### Position annotation records
********

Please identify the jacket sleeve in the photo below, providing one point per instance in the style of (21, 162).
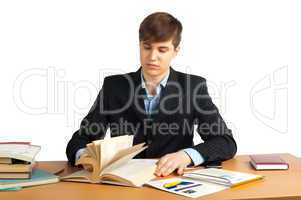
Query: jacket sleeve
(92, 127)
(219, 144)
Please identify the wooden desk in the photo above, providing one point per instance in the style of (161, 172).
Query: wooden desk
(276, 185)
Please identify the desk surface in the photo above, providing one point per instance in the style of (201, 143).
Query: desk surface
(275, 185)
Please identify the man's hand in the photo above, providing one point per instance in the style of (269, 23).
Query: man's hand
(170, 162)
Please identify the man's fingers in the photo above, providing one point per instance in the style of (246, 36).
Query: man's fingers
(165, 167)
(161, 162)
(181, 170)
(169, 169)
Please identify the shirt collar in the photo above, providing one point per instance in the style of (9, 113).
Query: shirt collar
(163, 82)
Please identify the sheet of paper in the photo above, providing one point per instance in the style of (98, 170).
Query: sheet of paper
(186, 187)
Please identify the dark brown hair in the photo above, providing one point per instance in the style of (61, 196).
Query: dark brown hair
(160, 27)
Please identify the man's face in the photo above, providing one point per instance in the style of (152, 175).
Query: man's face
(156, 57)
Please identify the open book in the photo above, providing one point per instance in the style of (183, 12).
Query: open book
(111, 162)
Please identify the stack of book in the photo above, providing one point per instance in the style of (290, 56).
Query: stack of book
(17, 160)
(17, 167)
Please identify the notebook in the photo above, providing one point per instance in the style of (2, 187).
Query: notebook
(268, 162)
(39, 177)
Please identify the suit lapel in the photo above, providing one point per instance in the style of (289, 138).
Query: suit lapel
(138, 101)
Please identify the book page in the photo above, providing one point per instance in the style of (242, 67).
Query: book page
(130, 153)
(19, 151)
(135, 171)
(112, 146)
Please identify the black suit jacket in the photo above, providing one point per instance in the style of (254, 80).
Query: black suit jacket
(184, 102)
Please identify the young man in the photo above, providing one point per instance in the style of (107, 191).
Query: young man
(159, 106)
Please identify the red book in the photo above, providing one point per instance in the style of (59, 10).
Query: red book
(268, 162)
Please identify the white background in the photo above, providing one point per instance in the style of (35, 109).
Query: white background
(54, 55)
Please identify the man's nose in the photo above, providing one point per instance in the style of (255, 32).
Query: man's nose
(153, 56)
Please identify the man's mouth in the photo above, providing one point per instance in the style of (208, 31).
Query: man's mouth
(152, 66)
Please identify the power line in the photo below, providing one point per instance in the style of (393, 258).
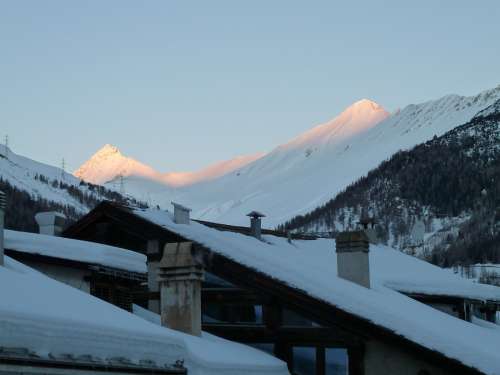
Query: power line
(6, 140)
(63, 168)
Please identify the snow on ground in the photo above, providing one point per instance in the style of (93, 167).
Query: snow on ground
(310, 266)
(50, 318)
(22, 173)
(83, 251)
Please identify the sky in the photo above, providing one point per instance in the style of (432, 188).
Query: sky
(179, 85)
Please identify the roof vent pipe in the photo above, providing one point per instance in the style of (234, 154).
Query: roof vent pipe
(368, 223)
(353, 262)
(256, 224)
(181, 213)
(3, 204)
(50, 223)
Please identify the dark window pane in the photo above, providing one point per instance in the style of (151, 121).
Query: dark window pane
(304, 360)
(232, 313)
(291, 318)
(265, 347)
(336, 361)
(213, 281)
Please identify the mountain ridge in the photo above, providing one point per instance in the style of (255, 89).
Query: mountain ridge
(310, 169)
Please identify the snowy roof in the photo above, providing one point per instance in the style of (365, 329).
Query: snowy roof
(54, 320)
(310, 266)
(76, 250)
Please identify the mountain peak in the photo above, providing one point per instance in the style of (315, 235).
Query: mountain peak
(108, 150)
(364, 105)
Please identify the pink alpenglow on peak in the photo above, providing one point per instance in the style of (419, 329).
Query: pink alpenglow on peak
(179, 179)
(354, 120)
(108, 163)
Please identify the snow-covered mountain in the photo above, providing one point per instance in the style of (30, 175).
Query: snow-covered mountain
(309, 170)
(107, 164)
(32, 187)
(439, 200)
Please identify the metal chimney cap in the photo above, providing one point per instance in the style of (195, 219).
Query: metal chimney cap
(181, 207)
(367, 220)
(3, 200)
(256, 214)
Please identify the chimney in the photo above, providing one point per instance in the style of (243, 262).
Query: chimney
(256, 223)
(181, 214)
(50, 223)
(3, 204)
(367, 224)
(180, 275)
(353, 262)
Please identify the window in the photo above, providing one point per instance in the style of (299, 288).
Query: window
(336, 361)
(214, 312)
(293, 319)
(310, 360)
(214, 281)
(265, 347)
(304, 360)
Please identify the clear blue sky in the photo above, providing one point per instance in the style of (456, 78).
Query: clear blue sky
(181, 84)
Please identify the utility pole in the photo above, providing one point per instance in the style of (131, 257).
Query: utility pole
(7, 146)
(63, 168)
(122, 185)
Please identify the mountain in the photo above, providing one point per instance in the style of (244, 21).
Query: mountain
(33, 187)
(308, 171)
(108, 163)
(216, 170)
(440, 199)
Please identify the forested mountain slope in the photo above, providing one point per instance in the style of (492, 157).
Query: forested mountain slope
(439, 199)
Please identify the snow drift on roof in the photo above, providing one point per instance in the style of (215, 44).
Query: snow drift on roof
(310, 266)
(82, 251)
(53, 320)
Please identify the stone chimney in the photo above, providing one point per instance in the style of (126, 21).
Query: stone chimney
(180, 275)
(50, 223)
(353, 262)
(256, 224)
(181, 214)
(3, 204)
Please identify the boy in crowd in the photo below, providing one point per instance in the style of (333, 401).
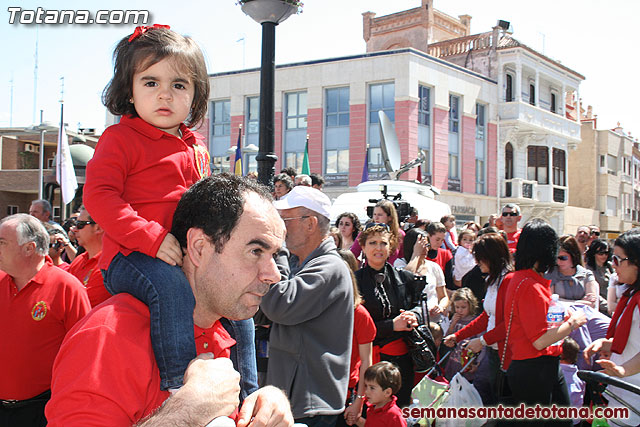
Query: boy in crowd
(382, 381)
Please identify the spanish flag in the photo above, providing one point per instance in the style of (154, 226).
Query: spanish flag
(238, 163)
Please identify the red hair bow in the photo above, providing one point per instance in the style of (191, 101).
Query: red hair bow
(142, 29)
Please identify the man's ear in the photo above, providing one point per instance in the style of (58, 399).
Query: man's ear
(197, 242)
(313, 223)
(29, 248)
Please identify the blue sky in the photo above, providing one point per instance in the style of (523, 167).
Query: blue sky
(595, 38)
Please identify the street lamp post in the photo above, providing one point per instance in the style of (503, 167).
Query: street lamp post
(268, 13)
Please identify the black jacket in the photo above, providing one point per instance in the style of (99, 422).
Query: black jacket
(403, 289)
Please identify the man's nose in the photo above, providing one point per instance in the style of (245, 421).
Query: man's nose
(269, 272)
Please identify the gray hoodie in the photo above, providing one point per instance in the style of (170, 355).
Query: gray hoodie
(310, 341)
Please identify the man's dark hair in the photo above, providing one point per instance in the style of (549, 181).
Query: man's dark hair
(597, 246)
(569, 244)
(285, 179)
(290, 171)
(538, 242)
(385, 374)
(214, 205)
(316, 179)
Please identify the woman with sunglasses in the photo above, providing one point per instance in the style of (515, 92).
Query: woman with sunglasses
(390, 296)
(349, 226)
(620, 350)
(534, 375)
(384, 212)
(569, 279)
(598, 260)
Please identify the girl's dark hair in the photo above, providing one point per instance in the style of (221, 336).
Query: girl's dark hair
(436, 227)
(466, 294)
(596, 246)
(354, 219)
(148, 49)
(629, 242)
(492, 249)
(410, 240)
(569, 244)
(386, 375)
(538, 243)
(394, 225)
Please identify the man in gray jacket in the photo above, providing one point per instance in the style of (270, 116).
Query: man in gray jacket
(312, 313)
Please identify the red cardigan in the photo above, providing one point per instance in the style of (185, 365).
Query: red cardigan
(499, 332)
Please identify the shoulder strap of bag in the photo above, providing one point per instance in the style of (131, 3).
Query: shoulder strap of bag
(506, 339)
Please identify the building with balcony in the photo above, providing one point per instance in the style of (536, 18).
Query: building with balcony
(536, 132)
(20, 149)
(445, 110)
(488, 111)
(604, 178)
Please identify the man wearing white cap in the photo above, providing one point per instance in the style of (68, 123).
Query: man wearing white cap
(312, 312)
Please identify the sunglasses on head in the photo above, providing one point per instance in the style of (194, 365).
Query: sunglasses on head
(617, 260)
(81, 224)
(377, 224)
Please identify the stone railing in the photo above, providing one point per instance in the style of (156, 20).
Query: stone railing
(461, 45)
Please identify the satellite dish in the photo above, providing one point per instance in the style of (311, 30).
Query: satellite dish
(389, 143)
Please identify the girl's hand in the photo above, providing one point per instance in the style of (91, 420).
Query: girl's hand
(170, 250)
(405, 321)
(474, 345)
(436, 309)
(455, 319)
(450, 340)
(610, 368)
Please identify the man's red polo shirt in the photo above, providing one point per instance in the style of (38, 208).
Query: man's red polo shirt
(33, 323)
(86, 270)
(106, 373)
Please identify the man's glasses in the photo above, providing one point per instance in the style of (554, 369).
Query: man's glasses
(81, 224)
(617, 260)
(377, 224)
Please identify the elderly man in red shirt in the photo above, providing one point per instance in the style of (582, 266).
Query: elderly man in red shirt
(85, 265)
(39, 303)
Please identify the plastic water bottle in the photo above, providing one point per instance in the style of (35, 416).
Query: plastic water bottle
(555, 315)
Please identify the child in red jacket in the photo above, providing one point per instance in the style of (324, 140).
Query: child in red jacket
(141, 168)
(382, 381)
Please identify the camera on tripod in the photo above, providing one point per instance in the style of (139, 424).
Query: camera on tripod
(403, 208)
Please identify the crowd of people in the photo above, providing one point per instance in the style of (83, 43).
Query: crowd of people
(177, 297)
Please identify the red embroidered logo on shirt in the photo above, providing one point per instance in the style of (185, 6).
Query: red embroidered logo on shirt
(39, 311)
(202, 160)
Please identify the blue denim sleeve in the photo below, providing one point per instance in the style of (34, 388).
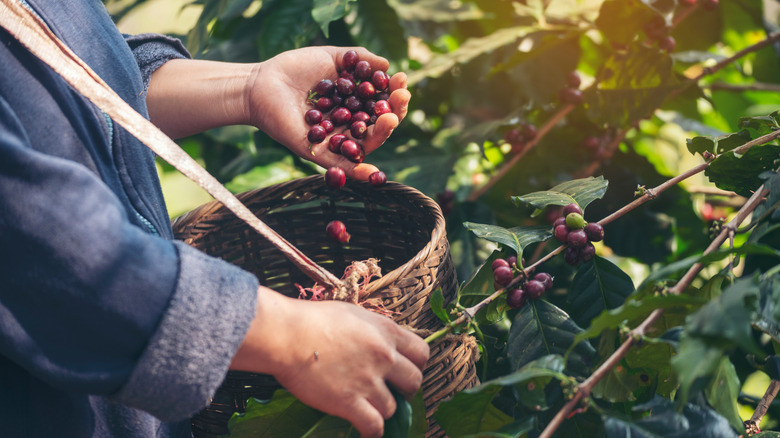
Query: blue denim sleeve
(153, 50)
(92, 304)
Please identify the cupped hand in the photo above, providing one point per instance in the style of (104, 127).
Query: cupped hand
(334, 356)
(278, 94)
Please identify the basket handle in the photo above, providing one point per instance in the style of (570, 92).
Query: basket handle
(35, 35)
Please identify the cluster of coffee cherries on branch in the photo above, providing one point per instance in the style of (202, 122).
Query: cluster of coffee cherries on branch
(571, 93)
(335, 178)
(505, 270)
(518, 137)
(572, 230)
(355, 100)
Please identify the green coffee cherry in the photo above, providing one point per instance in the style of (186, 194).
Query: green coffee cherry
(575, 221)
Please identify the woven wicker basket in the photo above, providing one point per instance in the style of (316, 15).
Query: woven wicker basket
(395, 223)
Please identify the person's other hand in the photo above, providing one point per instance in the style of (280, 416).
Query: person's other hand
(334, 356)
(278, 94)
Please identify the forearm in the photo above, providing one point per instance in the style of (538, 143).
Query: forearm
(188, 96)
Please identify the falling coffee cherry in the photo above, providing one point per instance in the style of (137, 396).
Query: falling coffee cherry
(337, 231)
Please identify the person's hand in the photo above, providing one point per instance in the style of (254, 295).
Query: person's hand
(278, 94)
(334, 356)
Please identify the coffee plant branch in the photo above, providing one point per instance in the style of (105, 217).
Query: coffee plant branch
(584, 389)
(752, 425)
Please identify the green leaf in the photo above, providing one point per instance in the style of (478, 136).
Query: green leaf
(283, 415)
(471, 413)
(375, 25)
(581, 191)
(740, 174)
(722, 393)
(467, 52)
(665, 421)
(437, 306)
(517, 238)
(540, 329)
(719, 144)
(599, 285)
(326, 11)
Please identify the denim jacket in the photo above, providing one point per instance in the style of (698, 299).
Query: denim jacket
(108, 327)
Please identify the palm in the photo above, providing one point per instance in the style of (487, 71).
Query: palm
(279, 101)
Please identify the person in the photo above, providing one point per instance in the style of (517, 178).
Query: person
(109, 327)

********

### What is expected
Reproduce, exactly and with nothing added, the lines from the one that includes "Please identify the coffee" through the last line of the material.

### Solution to this problem
Please identify the coffee plant branch in the photo above, providing one point per instance in the style of (105, 217).
Query: coffee plant branch
(584, 389)
(752, 425)
Please identify the green leaf in the photo above, providing one point per instance in the style of (478, 136).
Query: green leaf
(283, 415)
(471, 413)
(375, 25)
(581, 191)
(740, 174)
(722, 393)
(467, 52)
(665, 421)
(437, 306)
(517, 238)
(540, 329)
(719, 144)
(599, 285)
(326, 11)
Please identify the denim jacket in the photo above, providing one point per instance in the style of (698, 299).
Query: denim jacket
(108, 327)
Please identify the palm in the photo above, providing one point per instance in the style of (487, 71).
Query: palm
(279, 101)
Please identify the person in the photo above, providing one point per instance in the style of (517, 178).
Query: person
(109, 327)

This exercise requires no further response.